** START OF Stored rows **
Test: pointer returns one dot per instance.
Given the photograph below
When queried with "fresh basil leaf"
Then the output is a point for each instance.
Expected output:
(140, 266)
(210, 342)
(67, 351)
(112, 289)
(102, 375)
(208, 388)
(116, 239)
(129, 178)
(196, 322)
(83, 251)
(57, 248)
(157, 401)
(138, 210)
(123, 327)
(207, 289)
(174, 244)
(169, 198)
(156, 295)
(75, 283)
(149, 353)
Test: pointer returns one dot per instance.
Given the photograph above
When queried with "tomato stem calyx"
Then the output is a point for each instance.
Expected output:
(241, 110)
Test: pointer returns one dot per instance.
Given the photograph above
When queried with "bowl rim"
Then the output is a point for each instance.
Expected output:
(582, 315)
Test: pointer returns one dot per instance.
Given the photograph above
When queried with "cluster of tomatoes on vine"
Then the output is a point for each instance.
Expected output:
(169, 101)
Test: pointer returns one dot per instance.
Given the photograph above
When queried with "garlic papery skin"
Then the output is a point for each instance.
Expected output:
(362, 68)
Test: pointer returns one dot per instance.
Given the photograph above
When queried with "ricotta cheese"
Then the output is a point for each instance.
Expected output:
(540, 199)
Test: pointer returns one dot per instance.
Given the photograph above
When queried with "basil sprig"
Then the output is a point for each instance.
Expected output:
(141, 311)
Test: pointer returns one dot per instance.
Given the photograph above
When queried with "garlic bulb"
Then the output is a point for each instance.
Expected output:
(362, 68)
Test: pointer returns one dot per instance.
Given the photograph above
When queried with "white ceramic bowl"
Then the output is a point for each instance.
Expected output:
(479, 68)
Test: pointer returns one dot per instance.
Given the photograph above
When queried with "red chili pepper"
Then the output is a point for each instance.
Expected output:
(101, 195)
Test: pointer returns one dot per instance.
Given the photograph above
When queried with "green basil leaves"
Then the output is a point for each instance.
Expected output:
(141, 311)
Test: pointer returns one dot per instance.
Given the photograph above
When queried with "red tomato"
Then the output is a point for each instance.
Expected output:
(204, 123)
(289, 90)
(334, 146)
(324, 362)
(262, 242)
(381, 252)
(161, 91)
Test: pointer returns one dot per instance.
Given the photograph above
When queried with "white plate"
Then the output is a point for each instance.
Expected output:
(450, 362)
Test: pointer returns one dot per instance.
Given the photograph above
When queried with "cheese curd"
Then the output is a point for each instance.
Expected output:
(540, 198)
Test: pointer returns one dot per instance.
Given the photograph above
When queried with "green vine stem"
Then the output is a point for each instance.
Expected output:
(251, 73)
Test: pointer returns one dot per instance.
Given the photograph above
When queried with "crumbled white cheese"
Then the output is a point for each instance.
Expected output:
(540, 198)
** END OF Stored rows **
** START OF Stored rows **
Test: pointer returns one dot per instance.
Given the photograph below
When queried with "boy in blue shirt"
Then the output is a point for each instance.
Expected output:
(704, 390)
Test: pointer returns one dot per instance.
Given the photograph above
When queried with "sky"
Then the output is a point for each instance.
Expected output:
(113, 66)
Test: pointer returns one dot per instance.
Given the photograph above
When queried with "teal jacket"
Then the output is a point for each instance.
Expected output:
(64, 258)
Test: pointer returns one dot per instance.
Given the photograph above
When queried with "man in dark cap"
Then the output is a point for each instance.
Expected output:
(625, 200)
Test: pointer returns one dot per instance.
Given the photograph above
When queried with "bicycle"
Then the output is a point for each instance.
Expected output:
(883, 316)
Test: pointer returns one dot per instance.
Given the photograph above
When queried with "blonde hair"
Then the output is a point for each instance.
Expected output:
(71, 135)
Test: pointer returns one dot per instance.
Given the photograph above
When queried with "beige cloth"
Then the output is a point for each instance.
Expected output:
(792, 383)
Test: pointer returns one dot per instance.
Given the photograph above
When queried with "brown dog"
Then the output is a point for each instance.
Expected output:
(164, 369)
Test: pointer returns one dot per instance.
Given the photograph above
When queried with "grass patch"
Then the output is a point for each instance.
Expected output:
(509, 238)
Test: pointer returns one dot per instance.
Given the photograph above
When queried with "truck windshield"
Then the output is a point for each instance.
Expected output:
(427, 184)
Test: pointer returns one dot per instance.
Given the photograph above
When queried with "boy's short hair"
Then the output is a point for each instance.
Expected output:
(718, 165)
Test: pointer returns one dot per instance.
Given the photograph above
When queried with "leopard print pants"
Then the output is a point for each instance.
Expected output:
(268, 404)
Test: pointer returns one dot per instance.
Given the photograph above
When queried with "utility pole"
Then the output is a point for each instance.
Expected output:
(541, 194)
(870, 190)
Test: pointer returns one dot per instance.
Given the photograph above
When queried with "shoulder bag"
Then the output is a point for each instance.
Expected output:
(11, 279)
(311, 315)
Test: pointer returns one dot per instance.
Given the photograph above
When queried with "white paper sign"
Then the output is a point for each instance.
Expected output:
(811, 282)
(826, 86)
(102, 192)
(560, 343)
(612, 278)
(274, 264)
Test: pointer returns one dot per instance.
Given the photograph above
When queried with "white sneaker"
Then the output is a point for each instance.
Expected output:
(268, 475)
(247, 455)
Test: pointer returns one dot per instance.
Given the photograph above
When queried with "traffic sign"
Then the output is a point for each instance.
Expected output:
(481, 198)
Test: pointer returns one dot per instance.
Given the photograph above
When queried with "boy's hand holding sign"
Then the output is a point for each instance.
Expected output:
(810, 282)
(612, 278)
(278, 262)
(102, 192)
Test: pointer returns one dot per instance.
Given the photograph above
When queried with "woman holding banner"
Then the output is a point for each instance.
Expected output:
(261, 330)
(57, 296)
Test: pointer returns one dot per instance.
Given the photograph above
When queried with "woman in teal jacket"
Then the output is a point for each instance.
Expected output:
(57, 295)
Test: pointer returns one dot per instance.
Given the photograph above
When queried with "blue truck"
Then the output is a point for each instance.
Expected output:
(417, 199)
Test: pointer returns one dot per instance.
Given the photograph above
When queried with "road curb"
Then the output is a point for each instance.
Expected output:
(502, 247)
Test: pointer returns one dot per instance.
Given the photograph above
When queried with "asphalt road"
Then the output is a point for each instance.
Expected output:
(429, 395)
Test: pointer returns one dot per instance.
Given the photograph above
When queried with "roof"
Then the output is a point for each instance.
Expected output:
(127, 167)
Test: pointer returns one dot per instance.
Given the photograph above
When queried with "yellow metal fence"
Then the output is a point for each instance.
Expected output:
** END OF Stored rows **
*Task directions:* Copy every line of the material above that contains the string "blue", and treat matches as case-sensitive.

*Correct result:*
When queried with "boy in blue shirt"
When queried with "blue truck"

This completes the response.